SHORT PROBLEM A
From the entries below, pull out every line that contains the word "forehead". Upper and lower case count, so match the word's case exactly.

....................

# MARCO POLO -ex- ALEKSANDR PUSHKIN



## julian anstis

MARCO POLO -ex- ALEKSANDR PUSHKIN
Built 1965 at Wismar 22,080tns seen here at Tallinn 2001.
I can remember watching her go up and down the Thames to Tilbury whilst doing my time at N.S.T.S. Gravesend as the ALEKSANDR PUSHKIN.
photo courtesy of P.W.Hobday.


----------



## Bob S

Saw her many times as ALEKSANDR PUSHKIN on the Thames but never as MARCO POLO. I'll scan and post her in the near future.

Nice photo.


----------



## julian anstis

Is she still around ...?


----------



## Bob S

Yes, I believe she is now operated by Norwegian Cruise Line still as MARCO POLO.


----------



## pauladams

I worked on her in 86 when her sister ship the Lermontov sank of New Zealand.
Sailing out of Sydney.


----------



## Sea Princess

Went on a cruise on Marco Polo a couple of years ago from Venice to Barcelona. Had a wonderful time. Excellent ship. Would love to go on her to Antarctica some time.


----------



## KatsinaBill

Patricia and I made an 8-day cruise on the Marco Polo last month, 10th - 18th of October. Barcelona-Marseille-Portofino-Civitavecchia (Rome)-Sorrento-day at sea-Santorini-Athens. The captain(Goran Blomqvist) and most of his officers are Swedish, virtually all the passenger-caring staff are Filipino and very nice, helpful and charming. In an unplanned encounter in the lounge the Captain told me that indeed the Marco Polo is of Russian origin, was laid up in Singapore in the 1980's, then refitted in the late 1990's and now sails for Orient Lines but is rented out to Norwegian Cruise Lines. Pat and I booked our cruise via NCL...


----------



## mikeg

I also was a passenger on the Marco Polo several years ago. On a far east voyage (I wanted to find out what being at sea was like from a passengers perspective) I can highly recommend the Marco Polo, very good accommodation, excellent food, service, entertainment.. infact everything.
Got good pictures of an active Krakatoa, we were in close enough that the ship got quite covered in ash.

....................

SHORT PROBLEM B
Carry on the forum thread about the cruise ship Marco Polo, picking up right after its last post above.

DATASET ROWS
....................

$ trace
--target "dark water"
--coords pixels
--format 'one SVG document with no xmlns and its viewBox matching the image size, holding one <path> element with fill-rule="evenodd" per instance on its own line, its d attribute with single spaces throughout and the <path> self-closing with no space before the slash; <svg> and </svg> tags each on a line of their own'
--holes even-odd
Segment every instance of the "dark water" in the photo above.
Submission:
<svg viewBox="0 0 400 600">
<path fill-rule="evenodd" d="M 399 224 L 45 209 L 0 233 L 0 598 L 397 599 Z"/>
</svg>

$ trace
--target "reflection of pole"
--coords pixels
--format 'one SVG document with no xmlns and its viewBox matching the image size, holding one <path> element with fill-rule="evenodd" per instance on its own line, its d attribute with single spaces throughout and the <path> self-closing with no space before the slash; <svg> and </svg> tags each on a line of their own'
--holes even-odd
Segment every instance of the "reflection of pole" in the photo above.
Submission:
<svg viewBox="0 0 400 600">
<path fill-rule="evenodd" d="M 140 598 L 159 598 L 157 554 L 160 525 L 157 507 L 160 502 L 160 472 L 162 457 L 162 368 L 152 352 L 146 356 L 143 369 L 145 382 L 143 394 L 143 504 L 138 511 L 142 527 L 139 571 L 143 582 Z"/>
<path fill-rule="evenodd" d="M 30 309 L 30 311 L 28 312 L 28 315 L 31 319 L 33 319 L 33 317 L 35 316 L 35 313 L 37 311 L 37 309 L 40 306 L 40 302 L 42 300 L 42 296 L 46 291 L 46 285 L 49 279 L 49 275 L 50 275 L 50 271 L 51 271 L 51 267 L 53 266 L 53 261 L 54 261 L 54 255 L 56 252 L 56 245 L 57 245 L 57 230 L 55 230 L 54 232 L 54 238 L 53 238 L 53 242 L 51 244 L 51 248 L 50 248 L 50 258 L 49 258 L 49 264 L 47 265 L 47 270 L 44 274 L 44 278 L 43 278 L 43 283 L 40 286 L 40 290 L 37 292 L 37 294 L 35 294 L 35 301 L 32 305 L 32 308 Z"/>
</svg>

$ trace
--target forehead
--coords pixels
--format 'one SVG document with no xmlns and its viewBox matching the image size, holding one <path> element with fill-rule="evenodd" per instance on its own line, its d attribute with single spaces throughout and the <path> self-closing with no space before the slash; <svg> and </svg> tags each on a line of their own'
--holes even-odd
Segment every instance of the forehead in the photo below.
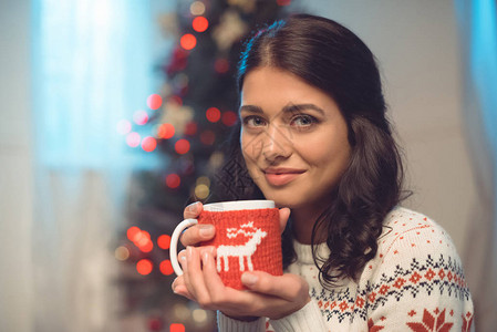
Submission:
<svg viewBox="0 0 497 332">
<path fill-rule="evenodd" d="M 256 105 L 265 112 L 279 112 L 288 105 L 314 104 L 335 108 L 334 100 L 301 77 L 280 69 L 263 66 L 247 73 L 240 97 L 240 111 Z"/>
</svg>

....................

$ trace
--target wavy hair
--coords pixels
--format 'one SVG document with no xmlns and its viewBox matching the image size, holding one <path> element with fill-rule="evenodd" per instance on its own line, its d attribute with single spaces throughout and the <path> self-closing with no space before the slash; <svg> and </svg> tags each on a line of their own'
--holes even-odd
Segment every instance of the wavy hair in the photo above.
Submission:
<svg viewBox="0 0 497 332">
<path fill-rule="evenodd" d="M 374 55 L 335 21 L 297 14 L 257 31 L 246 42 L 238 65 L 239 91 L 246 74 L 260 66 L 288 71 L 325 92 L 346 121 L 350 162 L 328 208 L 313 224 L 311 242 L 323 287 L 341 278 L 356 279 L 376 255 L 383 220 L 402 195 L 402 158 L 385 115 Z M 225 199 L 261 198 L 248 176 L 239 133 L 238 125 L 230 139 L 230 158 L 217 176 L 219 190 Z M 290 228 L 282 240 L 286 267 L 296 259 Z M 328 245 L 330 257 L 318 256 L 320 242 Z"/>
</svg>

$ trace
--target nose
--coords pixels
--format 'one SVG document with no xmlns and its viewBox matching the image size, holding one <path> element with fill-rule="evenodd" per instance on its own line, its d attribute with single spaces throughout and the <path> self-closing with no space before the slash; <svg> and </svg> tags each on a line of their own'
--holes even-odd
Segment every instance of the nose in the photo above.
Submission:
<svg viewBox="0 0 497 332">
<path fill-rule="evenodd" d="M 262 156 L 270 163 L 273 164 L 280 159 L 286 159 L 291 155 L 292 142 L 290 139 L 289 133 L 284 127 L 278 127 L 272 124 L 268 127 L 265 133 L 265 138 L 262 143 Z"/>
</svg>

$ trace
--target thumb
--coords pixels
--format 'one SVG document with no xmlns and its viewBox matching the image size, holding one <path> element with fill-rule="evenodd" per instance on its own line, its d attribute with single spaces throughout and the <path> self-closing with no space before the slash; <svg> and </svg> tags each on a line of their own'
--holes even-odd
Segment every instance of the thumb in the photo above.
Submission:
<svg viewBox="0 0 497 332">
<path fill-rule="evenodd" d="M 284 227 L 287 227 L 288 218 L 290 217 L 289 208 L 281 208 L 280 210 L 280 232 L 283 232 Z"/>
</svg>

....................

EXERCISE ANSWER A
--target forehead
Segment every instance of the forehead in the photo below.

EXERCISE ANSWER B
Mike


----------



## KIWI

Took a copy of the foregoing down to my Bowling Club to show three who have done cruises on Marco Polo,mainly to show she was a sister ship to Michail Lemontov.One had done two cruises & all said it was great value & when finances permit would go again.They reckoned it was really great. Kiwi


----------



## mikeg

*Marco Polo*

I've put a few pictures on the gallery of my Marco Polo cruise back in 1995.

Mike


----------



## wvdleek

KatsinaBill said:


> now sails for Orient Lines but is rented out to Norwegian Cruise Lines. Pat and I booked our cruise via NCL...


As far as I know, Orient Lines is owned by NCL.

I could visit the MARCO POLO when she was in Amsterdam on 30 August.
I have booked the repositioning cruise 17 - 29 June 2007, Barcelona - Dover.

Photos of my visit can be seen via my website.


----------



## ruud

Ahoy,
You can also post them here, instead linking to your website,I suppose they should be more watched here with 9000+ members.
Btw you could also link SN at your site thread to maritime links, just a question of politeness.


----------



## wvdleek

ruud said:


> Ahoy,
> You can also post them here, instead linking to your website,I suppose they should be more watched here with 9000+ members.
> Btw you could also link SN at your site thread to maritime links, just a question of politeness.


Hello Ruud,

I don't think it will be appreciated when I upload 50 + photos into the gallery.
Members of this forum are not the only visitors to my albums.

Linking to every forum I subscribed is just impossible. That will be too much.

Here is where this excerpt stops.